» **Exercise description**: Repeat the entries in full. Each line must match exactly.

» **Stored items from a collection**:
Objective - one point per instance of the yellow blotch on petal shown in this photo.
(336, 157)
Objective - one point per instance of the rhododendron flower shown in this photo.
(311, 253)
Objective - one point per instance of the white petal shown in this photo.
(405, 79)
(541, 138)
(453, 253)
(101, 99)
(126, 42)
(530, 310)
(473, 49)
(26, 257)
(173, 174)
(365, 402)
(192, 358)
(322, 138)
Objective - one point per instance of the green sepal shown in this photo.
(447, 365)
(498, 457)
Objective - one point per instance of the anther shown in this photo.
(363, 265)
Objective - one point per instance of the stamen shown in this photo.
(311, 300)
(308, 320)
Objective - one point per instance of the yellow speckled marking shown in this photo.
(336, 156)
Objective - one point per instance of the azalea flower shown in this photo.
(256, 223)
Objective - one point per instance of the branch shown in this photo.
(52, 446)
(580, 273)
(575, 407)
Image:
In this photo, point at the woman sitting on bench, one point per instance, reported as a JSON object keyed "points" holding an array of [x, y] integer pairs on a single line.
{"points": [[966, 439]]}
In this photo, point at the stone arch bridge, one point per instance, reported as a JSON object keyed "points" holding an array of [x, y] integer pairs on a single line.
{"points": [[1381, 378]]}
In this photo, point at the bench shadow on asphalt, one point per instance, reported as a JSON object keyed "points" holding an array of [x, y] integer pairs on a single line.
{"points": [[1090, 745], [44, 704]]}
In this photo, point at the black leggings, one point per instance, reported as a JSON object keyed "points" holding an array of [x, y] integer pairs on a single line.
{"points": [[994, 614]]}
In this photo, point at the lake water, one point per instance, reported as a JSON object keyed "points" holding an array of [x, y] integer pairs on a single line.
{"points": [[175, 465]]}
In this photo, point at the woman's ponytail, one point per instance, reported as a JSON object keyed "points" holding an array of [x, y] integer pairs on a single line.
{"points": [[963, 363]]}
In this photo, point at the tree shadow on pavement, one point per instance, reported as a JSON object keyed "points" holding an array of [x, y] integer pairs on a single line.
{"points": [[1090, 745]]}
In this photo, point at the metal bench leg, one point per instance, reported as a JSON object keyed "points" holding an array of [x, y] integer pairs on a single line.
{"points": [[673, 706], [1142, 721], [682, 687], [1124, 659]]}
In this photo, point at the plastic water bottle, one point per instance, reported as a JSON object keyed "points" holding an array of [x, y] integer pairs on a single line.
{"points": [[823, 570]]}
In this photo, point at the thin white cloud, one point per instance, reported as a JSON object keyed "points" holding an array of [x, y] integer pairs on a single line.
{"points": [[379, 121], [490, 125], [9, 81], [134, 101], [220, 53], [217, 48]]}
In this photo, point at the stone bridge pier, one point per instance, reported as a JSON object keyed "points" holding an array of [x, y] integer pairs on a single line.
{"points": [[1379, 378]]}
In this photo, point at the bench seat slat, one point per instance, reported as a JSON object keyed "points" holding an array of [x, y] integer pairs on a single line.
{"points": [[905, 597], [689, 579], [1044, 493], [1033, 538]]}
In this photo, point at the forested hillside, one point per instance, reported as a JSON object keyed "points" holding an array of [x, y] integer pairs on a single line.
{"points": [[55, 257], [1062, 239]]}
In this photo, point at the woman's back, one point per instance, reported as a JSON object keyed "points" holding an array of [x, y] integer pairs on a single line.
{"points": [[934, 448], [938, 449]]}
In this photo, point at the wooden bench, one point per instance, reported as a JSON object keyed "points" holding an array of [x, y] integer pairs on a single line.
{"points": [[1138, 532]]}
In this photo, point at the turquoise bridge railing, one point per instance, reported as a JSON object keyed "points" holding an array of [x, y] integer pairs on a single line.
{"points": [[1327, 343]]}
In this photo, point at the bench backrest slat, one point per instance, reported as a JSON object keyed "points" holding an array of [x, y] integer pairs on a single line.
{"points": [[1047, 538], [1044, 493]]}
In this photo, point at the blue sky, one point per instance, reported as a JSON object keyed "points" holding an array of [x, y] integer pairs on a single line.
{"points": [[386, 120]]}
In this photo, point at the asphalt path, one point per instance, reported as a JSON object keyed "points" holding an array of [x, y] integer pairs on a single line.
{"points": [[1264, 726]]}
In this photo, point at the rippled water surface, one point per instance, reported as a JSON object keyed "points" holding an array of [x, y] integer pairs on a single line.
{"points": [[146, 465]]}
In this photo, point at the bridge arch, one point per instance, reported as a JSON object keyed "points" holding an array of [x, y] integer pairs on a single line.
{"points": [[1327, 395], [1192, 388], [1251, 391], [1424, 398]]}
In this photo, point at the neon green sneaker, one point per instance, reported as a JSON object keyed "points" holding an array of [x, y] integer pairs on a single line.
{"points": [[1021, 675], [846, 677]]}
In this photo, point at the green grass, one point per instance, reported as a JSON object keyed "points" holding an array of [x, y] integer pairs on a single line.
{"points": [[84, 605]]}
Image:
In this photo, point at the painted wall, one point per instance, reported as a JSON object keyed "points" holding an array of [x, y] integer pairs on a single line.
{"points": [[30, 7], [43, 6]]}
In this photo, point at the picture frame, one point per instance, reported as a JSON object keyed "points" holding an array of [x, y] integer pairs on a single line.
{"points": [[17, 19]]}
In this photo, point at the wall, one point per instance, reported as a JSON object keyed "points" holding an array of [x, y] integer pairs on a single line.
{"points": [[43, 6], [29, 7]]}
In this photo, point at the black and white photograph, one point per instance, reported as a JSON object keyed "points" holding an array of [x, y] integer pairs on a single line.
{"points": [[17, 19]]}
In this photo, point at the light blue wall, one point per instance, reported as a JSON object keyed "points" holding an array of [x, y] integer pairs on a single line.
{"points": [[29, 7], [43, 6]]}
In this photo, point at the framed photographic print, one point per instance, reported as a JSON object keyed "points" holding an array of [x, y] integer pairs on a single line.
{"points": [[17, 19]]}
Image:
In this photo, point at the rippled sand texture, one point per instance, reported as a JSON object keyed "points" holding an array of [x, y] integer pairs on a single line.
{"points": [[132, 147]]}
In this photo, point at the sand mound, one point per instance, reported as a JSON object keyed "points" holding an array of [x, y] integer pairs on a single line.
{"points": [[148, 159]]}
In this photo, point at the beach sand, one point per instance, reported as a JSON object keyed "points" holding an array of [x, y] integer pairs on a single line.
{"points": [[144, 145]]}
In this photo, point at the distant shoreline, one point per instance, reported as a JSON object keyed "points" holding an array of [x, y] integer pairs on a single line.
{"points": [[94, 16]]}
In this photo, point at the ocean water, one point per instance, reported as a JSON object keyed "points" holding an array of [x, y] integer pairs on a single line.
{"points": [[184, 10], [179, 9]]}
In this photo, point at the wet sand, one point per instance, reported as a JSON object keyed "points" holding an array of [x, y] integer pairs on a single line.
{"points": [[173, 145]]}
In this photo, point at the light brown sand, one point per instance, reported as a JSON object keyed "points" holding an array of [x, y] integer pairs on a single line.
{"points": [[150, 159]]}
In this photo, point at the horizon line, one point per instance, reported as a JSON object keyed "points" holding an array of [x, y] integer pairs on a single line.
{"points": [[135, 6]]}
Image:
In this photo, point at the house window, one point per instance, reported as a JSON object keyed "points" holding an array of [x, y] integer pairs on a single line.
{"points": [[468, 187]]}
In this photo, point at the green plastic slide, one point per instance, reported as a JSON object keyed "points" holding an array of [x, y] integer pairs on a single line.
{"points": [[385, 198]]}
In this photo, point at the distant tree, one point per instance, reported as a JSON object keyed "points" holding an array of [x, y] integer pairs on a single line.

» **Expected output**:
Objective - one point per instance of the yellow blotch on petal shown in this photo.
(336, 157)
Objective - one point per instance of the rhododendron flower shown in this photo.
(311, 253)
Objective - one point per instance of the white petal shown in this photo.
(405, 79)
(541, 138)
(453, 253)
(101, 99)
(126, 42)
(530, 310)
(473, 49)
(26, 257)
(173, 174)
(365, 402)
(192, 358)
(322, 138)
Objective - one point per instance of the green sepal shown in this photo.
(447, 365)
(498, 457)
Objective - one point per instance of the anther shown in this photo.
(363, 265)
Objective - one point per instance of the stamen shown in this photo.
(311, 300)
(308, 320)
Objective - one point per instance of the yellow speckled marking shown in this photo.
(336, 156)
Objective - one point per instance of the azalea flower shown in this photo.
(256, 223)
Objective - one point per instance of the branch shown in this photo.
(52, 446)
(580, 273)
(575, 407)
Image:
In this photo, point at the woman sitting on bench, one point per instance, reported as a JSON object keyed "points" holding an array of [x, y] integer pairs on a single line.
{"points": [[966, 439]]}
In this photo, point at the stone arch bridge, one point per instance, reported as a JSON object keyed "points" holding an array of [x, y] integer pairs on a single line.
{"points": [[1381, 378]]}
In this photo, point at the bench shadow on asphalt, one point per instance, reported as a JSON object keyed "points" holding an array of [x, y] integer pairs on a single line.
{"points": [[1090, 745], [44, 704]]}
In this photo, point at the black leggings, one point per instance, reported as a JSON object keyed "points" holding an array of [x, y] integer pairs on a single line.
{"points": [[994, 614]]}
In this photo, point at the lake water, one point per instance, reported as a JSON object keyed "points" holding an array of [x, y] integer pairs on a single line.
{"points": [[175, 465]]}
In this photo, point at the woman's ponytail, one point per instance, reported as a JSON object keyed "points" holding an array of [x, y] integer pairs on a single line.
{"points": [[963, 363]]}
In this photo, point at the tree shadow on pavement, one point per instance, reported as a JSON object keyed "points" holding an array of [x, y] integer pairs on a single line.
{"points": [[1090, 745]]}
In this photo, point at the metal bench leg, one point per instance, reported as a JSON object keyed "points" holding an array of [x, y] integer pairs on a single line.
{"points": [[673, 706], [1142, 721], [682, 687], [1124, 659]]}
In this photo, point at the plastic water bottle, one point per instance, reported as a JSON object keyed "points" holding an array of [x, y] integer pairs on a single line.
{"points": [[823, 570]]}
In this photo, point at the thin white cloud, one point per instance, reported as a JSON object keyed "points" holding an array of [x, y] integer pairs on a single line.
{"points": [[379, 121], [490, 125], [9, 81], [134, 101], [220, 53], [217, 48]]}
In this photo, point at the stone bridge pier, one point per instance, reported as a JSON object keyed "points" holding an array of [x, y] integer pairs on a single line.
{"points": [[1379, 378]]}
In this photo, point at the bench seat slat, one point per instance, reported as a JSON object keyed "points" holding an array of [x, y] integer pairs on a single line.
{"points": [[905, 597], [689, 579], [1044, 493], [1033, 538]]}
In this photo, point at the forested hillside, one point per instance, reported as a JSON object keyed "points" holding an array of [x, y] integer pairs on a single line.
{"points": [[55, 257], [1062, 239]]}
In this photo, point at the woman's back, one point per instance, reported as a JSON object keyed "points" holding an array of [x, y] integer pairs on a single line.
{"points": [[934, 448], [938, 449]]}
In this photo, point at the wooden bench, one point per instance, reported as a JSON object keyed "points" holding an array of [x, y] integer pairs on a single line.
{"points": [[1138, 532]]}
In this photo, point at the turquoise bridge railing, one point per instance, reported as a JSON object keyed "points" holding an array of [x, y] integer pairs on a single line.
{"points": [[1327, 343]]}
In this photo, point at the bench backrest slat, one point per instance, reported as a JSON object keyed "points" holding an array of [x, y] integer pairs on a single line.
{"points": [[1047, 538], [1044, 493]]}
In this photo, point at the blue sky, one point per instance, reported as a JSON object keyed "points" holding an array of [x, y] integer pairs on a single line.
{"points": [[386, 120]]}
In this photo, point at the asphalt path, one point per instance, reported as a JSON object keyed "points" holding an array of [x, y] integer pairs on a single line.
{"points": [[1264, 726]]}
In this photo, point at the rippled water surface, one point per instance, reported as a JSON object keyed "points" holding an array of [x, y] integer pairs on a single line.
{"points": [[146, 465]]}
In this photo, point at the bridge arch, one point per instance, reported as a JSON object keyed "points" holding an array of [x, y] integer pairs on a single line.
{"points": [[1327, 395], [1192, 388], [1251, 391], [1424, 398]]}
In this photo, point at the neon green sneaker, one point per instance, reported as a JSON object keyed "points" holding an array of [x, y] integer pairs on a single line.
{"points": [[1021, 675], [846, 677]]}
In this photo, point at the green grass, one point per instance, reported as a JSON object keyed "points" holding an array of [x, y] integer pairs on a single line.
{"points": [[84, 605]]}
Image:
In this photo, point at the painted wall, one point per instance, reported as a JSON object keyed "points" holding an array of [x, y] integer pairs on a single line.
{"points": [[30, 7], [43, 6]]}
In this photo, point at the picture frame, one point per instance, reported as a JSON object keyed "points" holding an array of [x, y] integer pairs on a single line.
{"points": [[17, 19]]}
In this photo, point at the wall, one point per instance, reported as a JSON object keyed "points" holding an array of [x, y] integer pairs on a single line.
{"points": [[43, 6], [29, 7]]}
In this photo, point at the black and white photograph, one point per instance, reported as a JSON object keyed "points" holding an array of [x, y] integer pairs on a single line.
{"points": [[17, 19]]}
In this photo, point at the light blue wall, one point per instance, reported as a JSON object keyed "points" holding an array of [x, y] integer pairs on a single line.
{"points": [[29, 7], [43, 6]]}
In this photo, point at the framed photographic print, one point per instance, reported as a JSON object keyed "points" holding an array of [x, y] integer pairs on a single line.
{"points": [[17, 19]]}
Image:
In this photo, point at the rippled sand texture, one point per instance, reported as a JSON object keyed "points" holding an array of [x, y] integer pairs on a single line.
{"points": [[132, 147]]}
In this photo, point at the sand mound, one point per instance, reported as a JSON object keyed "points" holding an array of [x, y] integer pairs on a single line.
{"points": [[148, 159]]}
In this photo, point at the beach sand, one point per instance, reported as a JSON object keyed "points" holding an array of [x, y] integer pairs on a single line.
{"points": [[144, 145]]}
In this photo, point at the distant shoreline, one point per instance, reported as a JSON object keyed "points" holding an array of [x, y] integer pairs on a single line.
{"points": [[94, 16]]}
In this photo, point at the ocean water, one point per instance, reported as a JSON object keyed "points" holding an array of [x, y] integer pairs on a single line.
{"points": [[184, 10], [179, 9]]}
In this photo, point at the wet sand, one point per instance, reported as a JSON object keyed "points" holding an array of [x, y] integer pairs on a single line.
{"points": [[173, 145]]}
In this photo, point at the light brown sand, one point per instance, reported as a JSON object keyed "points" holding an array of [x, y] integer pairs on a single line.
{"points": [[150, 159]]}
In this photo, point at the horizon line, one point per instance, reported as a JSON object keyed "points" holding an array of [x, y] integer pairs on a single line.
{"points": [[135, 6]]}
Image:
In this photo, point at the house window, one point per instance, reported as a JSON object keyed "points" holding an array of [x, y] integer pairs on a single line.
{"points": [[468, 187]]}
In this photo, point at the green plastic slide, one point per instance, reported as a JSON object keyed "points" holding an array of [x, y] integer pairs on a single line.
{"points": [[385, 198]]}
In this photo, point at the distant tree, one point per instance, reported as a JSON object keyed "points" holding an array of [x, y] integer pairs on a single line.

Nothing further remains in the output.